Brief:
Convert the material below into a JSON array of strings, with one string for each line and blank lines omitted.

Information given:
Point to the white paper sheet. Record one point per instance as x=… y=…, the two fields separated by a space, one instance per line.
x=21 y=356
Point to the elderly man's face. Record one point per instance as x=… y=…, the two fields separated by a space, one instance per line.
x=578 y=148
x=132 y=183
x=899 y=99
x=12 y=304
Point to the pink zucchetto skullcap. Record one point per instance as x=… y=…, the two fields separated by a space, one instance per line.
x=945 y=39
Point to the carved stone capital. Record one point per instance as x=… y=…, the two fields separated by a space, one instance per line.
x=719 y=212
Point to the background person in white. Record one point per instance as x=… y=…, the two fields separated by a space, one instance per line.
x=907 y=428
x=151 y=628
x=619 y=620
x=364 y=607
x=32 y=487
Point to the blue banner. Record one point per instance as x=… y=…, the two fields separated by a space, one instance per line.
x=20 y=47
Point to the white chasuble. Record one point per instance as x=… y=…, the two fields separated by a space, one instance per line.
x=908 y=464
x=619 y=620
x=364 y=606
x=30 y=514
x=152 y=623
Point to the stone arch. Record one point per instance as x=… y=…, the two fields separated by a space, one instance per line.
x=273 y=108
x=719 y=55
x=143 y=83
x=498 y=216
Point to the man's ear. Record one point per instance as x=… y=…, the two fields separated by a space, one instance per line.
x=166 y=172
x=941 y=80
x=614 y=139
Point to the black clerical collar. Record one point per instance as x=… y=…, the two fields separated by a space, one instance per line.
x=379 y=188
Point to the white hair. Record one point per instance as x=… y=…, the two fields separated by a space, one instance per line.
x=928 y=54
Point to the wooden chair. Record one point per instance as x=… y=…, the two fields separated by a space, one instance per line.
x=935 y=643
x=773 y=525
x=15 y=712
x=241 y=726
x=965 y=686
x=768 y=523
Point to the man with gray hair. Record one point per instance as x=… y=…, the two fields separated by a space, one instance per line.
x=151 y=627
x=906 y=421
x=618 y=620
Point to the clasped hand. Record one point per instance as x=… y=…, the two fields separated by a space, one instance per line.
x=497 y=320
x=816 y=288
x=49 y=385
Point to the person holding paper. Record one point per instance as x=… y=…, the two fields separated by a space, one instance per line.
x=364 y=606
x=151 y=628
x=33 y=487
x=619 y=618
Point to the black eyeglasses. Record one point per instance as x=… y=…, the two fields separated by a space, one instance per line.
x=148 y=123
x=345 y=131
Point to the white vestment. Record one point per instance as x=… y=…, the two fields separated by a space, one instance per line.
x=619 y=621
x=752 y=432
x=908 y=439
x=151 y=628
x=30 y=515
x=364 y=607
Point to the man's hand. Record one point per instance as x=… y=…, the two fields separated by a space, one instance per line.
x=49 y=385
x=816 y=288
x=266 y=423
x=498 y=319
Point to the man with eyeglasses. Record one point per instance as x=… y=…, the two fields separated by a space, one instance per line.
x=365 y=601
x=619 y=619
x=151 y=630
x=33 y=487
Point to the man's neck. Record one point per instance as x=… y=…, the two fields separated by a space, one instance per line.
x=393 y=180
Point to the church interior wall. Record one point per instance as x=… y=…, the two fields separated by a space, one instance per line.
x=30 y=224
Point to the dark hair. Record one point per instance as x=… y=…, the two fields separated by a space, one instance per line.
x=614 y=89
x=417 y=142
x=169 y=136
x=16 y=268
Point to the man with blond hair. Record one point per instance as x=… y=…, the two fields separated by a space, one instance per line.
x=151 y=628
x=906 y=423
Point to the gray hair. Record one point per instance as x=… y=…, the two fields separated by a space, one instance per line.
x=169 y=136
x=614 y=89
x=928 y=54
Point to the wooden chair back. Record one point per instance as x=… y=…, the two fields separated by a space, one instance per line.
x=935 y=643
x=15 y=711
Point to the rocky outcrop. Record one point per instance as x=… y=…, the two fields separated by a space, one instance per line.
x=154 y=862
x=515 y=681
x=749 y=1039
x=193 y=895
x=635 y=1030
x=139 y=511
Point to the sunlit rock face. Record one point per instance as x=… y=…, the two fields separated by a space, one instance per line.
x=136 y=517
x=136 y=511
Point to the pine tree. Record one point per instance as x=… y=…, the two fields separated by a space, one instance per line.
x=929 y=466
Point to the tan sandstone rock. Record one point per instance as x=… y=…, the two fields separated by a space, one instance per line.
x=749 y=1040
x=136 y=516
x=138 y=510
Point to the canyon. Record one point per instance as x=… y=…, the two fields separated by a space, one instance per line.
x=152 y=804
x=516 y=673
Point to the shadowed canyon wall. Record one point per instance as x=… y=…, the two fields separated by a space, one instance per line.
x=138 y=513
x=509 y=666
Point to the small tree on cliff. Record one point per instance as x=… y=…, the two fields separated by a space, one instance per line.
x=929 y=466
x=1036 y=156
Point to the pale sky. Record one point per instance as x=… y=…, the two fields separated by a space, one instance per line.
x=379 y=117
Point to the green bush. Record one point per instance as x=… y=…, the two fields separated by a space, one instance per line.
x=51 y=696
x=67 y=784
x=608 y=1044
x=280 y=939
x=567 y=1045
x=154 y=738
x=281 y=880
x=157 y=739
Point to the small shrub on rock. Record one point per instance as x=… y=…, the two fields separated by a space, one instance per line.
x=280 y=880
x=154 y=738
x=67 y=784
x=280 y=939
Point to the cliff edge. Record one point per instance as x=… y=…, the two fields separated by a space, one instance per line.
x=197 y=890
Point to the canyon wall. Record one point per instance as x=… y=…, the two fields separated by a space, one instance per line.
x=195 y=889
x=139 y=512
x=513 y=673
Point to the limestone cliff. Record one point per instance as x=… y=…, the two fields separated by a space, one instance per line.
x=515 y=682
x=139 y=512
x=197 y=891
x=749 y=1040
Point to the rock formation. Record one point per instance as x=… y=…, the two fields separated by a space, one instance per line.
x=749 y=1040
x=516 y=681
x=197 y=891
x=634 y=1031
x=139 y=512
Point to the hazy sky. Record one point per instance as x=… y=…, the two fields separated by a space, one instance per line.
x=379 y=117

Full response:
[
  "Point to the white paper sheet. Record one point per instance as x=… y=…, the two fields separated by a space, one instance per line.",
  "x=21 y=356",
  "Point to the elderly man's face. Record one point per instance as x=… y=…, the two fields separated by a space, one instance per line.",
  "x=578 y=148",
  "x=132 y=183",
  "x=899 y=99",
  "x=12 y=304",
  "Point to the pink zucchetto skullcap. Record one point per instance as x=… y=…, the two fields separated by a space, one instance per line.",
  "x=945 y=39",
  "Point to the carved stone capital. Record one point per instance as x=… y=…, the two fields separated by a space, one instance per line.",
  "x=719 y=212",
  "Point to the background person in white. Record one point per instance as x=… y=…, the two fields separated by a space, one instance per line.",
  "x=907 y=428",
  "x=151 y=628",
  "x=619 y=620",
  "x=364 y=607",
  "x=32 y=487",
  "Point to the blue banner. Record one point per instance as x=… y=…, the two fields separated by a space, one instance per line.",
  "x=20 y=47",
  "Point to the white chasuble. Record one point per instance as x=… y=…, the two fields separated by a space, one instance per line.",
  "x=908 y=464",
  "x=619 y=620",
  "x=364 y=606",
  "x=30 y=514",
  "x=152 y=623",
  "Point to the stone arch. Record one point per instance as x=… y=…, the two fields separated by a space, one instance per line.",
  "x=273 y=108",
  "x=719 y=55",
  "x=143 y=83",
  "x=498 y=216",
  "Point to the man's ear. Record one point per instance as x=… y=…, the two fields separated by a space, one instance per line.",
  "x=166 y=172",
  "x=941 y=80",
  "x=614 y=139",
  "Point to the black clerical collar. Record one point per instance as x=… y=…, the two fields separated by a space, one instance per line.",
  "x=379 y=188",
  "Point to the white hair. Record one point per instance as x=… y=…, the two fields separated by a space, one instance per line.",
  "x=928 y=54",
  "Point to the wooden chair. Record one point per instance as x=… y=…, the two fields separated by a space, one instance per line.",
  "x=935 y=643",
  "x=773 y=525",
  "x=15 y=712",
  "x=241 y=726",
  "x=965 y=686",
  "x=768 y=523",
  "Point to the man with gray hair. Record one point per instance as x=… y=…, the two fields separated by a space, one instance per line.",
  "x=151 y=627",
  "x=906 y=421",
  "x=618 y=620",
  "Point to the clasped hand. Record one point per instance as x=… y=…, the two fields separated by a space, one instance per line.",
  "x=497 y=320",
  "x=816 y=288",
  "x=49 y=385",
  "Point to the person holding paper. Record one point per instance as x=… y=…, the two fields separated by a space, one instance per line.",
  "x=364 y=606",
  "x=151 y=628",
  "x=33 y=487",
  "x=619 y=618",
  "Point to the black eyeglasses. Record one point per instance as x=… y=…, the two fields separated by a space, one instance per line.",
  "x=148 y=123",
  "x=345 y=131",
  "Point to the white vestment. Record one point per instance as x=… y=…, the two fields separated by a space, one instance per line.",
  "x=619 y=621",
  "x=752 y=432",
  "x=908 y=439",
  "x=151 y=628",
  "x=30 y=515",
  "x=364 y=607",
  "Point to the man's hand. Record one point per instance as x=… y=…, the two fields separated by a space, one instance per line.",
  "x=49 y=385",
  "x=816 y=288",
  "x=266 y=423",
  "x=498 y=319",
  "Point to the man with eyeglasses. Record one point per instance as x=… y=…, the two fields separated by a space, one instance per line.",
  "x=365 y=601",
  "x=619 y=619",
  "x=151 y=630",
  "x=33 y=487",
  "Point to the man's neck. Record one point per instance as x=… y=…, the two fields separated by a space, one instance per line.",
  "x=393 y=180",
  "Point to the church interior wall. Record one point per instance as x=… y=…, the two fields separated by a space, one instance per line.",
  "x=30 y=224",
  "Point to the dark hair. Record one point per instance as x=… y=…, the two fields separated by a space, one instance per line.",
  "x=614 y=89",
  "x=417 y=142",
  "x=169 y=136",
  "x=16 y=268",
  "Point to the man with blond hair. Record one point per instance as x=… y=…, the two fields separated by a space, one instance per line.",
  "x=151 y=628",
  "x=906 y=423",
  "Point to the gray hair. Record one point per instance as x=… y=…, the two fields separated by a space, one instance per line.",
  "x=169 y=136",
  "x=614 y=89",
  "x=928 y=54",
  "Point to the wooden chair back. Record one point per instance as x=… y=…, the two fields separated by a space, one instance per line.",
  "x=935 y=643",
  "x=15 y=711",
  "Point to the rocky outcrop. Record one point per instance as x=… y=…, the two fields separated by a space, one instance per line.",
  "x=154 y=862",
  "x=515 y=681",
  "x=749 y=1039",
  "x=193 y=895",
  "x=635 y=1030",
  "x=139 y=511",
  "Point to the sunlit rock face. Record one point per instance as x=… y=…, the two fields separated by a space, one instance per line.",
  "x=136 y=517",
  "x=136 y=511",
  "Point to the pine tree. Record one point per instance as x=… y=…, the two fields separated by a space, one instance per line.",
  "x=929 y=466",
  "Point to the tan sandstone rock. Record one point per instance as x=… y=…, the two fields separated by a space, one instance per line.",
  "x=749 y=1040",
  "x=136 y=516",
  "x=138 y=510",
  "Point to the canyon. Record one point per instance as x=… y=…, the two fields separated by a space, one instance per line.",
  "x=152 y=804",
  "x=516 y=673",
  "Point to the shadowed canyon wall. Record one point per instance as x=… y=…, the two fields separated by a space, one instance per line.",
  "x=138 y=513",
  "x=509 y=666",
  "Point to the small tree on cliff. Record one point per instance as x=… y=…, the two fields separated by a space, one instance per line.",
  "x=929 y=466",
  "x=1036 y=156",
  "Point to the pale sky. Record one point per instance as x=… y=…, the two fields separated by a space, one instance per line.",
  "x=379 y=117",
  "Point to the green bush. Record one point per instance as x=… y=…, the two fields separated by a space, one instance per line.",
  "x=51 y=696",
  "x=67 y=784",
  "x=608 y=1044",
  "x=280 y=939",
  "x=567 y=1045",
  "x=154 y=738",
  "x=281 y=880",
  "x=157 y=739",
  "Point to the small shrub on rock. Record one point per instance as x=… y=…, the two fields separated by a space, one instance per line.",
  "x=280 y=880",
  "x=154 y=738",
  "x=67 y=784",
  "x=280 y=939",
  "Point to the cliff edge. Record one point per instance as x=… y=…, the two fields separated by a space, one instance per line.",
  "x=197 y=890",
  "Point to the canyon wall. Record one point per instance as x=… y=…, the two fields separated by a space, one instance per line.",
  "x=195 y=889",
  "x=139 y=512",
  "x=513 y=673",
  "Point to the limestone cliff. Record one point per instance as x=… y=…, the two fields separated by a space, one instance per line.",
  "x=515 y=682",
  "x=139 y=512",
  "x=197 y=891",
  "x=749 y=1040",
  "Point to the rock formation. Record one point per instance as x=… y=…, the two fields separated by a space, one instance per line.",
  "x=749 y=1040",
  "x=516 y=681",
  "x=197 y=891",
  "x=634 y=1031",
  "x=139 y=512",
  "Point to the hazy sky. Record one point per instance as x=… y=…, the two fields separated by a space, one instance per line.",
  "x=379 y=117"
]